■ **WORK TO COMPLETE**: Quote precisely the final stretch of the listing: start at the line containing "Q: Point to every instance of the beetle antenna" and stop after the last line.

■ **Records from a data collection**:

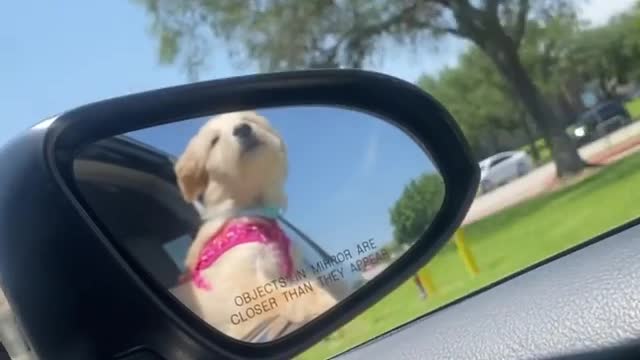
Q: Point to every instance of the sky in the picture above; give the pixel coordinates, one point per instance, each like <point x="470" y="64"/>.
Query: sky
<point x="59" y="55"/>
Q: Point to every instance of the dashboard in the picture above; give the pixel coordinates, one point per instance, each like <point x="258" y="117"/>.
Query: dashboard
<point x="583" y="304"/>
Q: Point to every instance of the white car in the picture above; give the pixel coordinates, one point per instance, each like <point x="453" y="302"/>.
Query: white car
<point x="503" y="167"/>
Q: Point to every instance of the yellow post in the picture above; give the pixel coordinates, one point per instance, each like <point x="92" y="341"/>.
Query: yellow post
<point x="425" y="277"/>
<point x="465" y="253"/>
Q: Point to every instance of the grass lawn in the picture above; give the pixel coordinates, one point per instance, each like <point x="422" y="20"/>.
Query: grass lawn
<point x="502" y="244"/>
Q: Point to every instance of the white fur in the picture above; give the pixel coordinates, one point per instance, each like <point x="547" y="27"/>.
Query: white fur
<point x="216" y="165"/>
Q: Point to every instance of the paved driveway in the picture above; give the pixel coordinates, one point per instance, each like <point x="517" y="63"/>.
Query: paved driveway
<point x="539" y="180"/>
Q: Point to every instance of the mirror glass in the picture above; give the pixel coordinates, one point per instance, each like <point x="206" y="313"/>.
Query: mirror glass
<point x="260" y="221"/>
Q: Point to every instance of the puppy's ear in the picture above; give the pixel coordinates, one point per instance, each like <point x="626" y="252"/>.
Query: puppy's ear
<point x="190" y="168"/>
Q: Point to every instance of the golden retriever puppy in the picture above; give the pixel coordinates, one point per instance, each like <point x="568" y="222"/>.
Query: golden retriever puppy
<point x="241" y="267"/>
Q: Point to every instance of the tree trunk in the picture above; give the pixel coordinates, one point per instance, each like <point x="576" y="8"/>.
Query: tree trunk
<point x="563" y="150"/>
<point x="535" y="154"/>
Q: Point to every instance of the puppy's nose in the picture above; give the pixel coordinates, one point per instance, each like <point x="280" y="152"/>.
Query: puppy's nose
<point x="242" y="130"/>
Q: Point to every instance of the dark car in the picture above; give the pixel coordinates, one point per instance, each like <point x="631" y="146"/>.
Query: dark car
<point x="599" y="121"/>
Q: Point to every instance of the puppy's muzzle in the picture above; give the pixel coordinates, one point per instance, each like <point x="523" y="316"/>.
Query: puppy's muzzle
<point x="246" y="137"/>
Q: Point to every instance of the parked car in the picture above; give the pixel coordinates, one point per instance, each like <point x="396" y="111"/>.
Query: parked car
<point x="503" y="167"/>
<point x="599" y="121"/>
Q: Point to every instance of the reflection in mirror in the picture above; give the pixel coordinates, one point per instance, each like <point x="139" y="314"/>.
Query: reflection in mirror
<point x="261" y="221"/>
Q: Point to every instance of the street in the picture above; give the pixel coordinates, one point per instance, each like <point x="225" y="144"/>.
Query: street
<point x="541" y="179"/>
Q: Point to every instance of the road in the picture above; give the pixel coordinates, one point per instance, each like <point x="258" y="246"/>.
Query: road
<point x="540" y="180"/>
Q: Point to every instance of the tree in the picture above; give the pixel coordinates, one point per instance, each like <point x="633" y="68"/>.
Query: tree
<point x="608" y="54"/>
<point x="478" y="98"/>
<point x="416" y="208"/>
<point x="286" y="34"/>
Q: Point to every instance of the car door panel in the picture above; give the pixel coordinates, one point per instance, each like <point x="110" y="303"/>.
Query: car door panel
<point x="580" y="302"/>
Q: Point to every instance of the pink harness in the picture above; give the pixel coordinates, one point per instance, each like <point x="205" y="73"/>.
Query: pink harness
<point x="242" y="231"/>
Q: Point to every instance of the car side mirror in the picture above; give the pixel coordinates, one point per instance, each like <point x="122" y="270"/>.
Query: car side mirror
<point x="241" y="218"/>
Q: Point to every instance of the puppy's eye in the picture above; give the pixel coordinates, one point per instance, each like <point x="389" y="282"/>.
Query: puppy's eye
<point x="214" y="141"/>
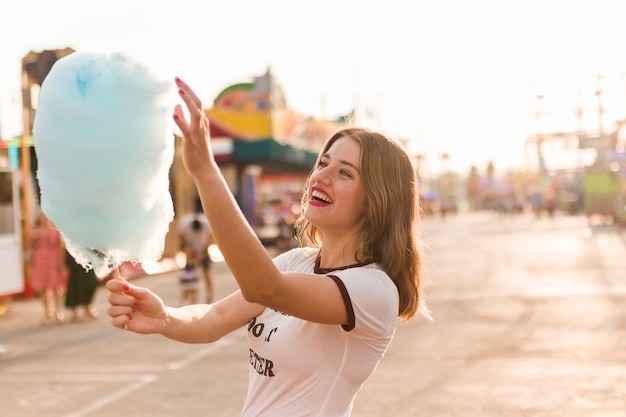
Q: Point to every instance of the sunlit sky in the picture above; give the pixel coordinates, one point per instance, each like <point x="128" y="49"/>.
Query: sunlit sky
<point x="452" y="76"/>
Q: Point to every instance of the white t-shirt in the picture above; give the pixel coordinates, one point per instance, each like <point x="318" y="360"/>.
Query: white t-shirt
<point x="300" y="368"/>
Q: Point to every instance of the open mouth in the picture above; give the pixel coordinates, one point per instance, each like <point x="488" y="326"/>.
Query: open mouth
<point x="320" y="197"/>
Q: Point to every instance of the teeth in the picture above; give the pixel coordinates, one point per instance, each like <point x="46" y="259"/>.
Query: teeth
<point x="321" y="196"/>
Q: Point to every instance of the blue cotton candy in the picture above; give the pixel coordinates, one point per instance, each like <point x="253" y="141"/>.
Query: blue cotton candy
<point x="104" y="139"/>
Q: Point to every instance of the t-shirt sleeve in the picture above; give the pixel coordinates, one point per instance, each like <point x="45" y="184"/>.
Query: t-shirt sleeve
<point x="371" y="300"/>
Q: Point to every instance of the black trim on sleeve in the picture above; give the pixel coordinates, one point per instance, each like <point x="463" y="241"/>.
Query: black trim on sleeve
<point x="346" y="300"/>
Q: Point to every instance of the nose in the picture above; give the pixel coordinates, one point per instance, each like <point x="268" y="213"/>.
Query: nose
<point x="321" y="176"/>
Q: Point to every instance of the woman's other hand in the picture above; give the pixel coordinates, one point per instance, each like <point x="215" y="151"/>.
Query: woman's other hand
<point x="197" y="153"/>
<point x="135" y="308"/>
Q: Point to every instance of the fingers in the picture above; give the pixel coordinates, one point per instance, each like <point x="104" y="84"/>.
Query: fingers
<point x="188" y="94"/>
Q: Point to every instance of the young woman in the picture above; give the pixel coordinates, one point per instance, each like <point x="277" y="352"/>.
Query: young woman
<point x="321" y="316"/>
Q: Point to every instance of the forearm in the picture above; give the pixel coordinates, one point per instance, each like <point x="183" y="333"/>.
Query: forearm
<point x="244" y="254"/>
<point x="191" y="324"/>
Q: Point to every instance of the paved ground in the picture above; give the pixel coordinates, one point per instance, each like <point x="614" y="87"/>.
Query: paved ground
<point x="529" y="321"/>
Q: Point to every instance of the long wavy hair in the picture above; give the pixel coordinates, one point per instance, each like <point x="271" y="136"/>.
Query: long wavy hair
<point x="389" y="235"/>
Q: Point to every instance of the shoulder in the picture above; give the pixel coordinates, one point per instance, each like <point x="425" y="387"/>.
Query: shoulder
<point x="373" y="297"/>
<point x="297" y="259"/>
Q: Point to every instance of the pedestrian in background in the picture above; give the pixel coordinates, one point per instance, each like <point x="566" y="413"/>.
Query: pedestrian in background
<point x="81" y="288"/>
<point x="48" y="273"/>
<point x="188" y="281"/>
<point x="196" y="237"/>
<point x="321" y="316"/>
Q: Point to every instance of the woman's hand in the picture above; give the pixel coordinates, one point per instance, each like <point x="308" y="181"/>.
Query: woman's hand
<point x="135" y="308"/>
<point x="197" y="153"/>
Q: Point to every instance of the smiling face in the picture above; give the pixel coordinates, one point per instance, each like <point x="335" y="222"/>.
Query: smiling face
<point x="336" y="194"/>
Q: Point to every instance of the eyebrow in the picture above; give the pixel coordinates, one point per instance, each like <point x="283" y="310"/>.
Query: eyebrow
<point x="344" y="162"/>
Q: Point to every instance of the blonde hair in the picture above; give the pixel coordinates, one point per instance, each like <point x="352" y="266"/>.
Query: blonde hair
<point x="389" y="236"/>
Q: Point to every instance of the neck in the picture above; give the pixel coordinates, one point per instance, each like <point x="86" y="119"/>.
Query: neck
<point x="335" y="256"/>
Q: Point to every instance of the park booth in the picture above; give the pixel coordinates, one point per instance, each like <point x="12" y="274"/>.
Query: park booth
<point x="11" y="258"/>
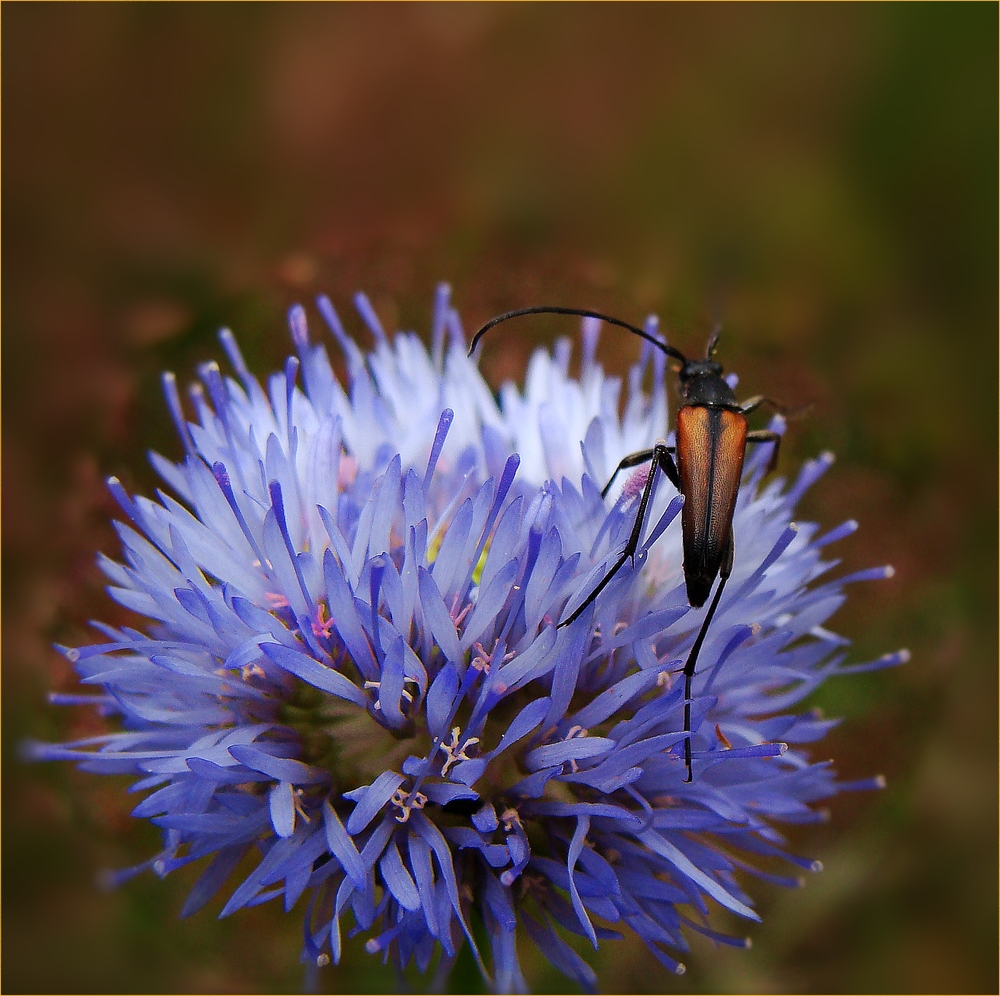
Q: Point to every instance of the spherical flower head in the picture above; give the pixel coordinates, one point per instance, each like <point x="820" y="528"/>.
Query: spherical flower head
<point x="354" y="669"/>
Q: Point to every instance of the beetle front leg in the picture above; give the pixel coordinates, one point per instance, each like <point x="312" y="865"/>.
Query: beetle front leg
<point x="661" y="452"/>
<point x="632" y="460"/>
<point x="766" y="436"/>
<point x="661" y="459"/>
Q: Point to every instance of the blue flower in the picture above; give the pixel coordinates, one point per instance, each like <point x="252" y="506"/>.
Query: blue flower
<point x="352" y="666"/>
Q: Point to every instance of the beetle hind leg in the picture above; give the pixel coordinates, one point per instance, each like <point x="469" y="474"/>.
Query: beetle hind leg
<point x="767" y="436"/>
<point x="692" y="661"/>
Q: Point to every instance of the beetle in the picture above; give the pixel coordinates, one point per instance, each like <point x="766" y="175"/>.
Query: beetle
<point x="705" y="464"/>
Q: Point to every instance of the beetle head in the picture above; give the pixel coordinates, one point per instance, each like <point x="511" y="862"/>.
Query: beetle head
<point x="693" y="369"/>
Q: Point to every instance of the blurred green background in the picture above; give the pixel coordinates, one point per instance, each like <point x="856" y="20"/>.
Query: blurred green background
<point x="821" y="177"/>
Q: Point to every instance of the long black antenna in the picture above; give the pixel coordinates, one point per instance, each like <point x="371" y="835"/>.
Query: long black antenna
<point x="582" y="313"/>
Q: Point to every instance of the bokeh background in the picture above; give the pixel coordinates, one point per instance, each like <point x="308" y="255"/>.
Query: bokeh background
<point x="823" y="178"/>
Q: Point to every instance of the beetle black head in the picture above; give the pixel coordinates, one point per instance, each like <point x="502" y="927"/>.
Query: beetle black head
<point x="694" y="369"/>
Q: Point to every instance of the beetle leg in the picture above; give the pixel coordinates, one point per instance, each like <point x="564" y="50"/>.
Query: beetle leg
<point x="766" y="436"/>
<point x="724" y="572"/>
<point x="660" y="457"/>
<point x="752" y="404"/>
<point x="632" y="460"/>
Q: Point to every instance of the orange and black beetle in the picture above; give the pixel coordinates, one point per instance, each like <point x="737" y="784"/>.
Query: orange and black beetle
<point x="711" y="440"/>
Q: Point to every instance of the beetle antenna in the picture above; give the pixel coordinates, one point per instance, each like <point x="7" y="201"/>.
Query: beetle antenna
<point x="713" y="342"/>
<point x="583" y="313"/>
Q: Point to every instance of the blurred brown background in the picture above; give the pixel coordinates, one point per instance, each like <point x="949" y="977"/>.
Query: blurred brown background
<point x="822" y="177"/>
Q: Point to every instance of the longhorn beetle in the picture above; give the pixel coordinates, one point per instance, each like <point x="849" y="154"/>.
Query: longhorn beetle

■ **FULL OUTPUT**:
Q: Point to every instance of the beetle antenna in the picture above; give the pixel coordinates, one point per instance, each like <point x="7" y="201"/>.
Query: beetle antenna
<point x="713" y="342"/>
<point x="583" y="313"/>
Q: Point to every instance of the blurred brown background in the picture above; give the pixel coordinates, one point per instance, each like <point x="949" y="977"/>.
Query: blurred brown background
<point x="822" y="177"/>
Q: Point to every instance of the longhorn beetle in the picture above; give the pixel coordinates, one point per instance, each like <point x="849" y="154"/>.
Query: longhorn beetle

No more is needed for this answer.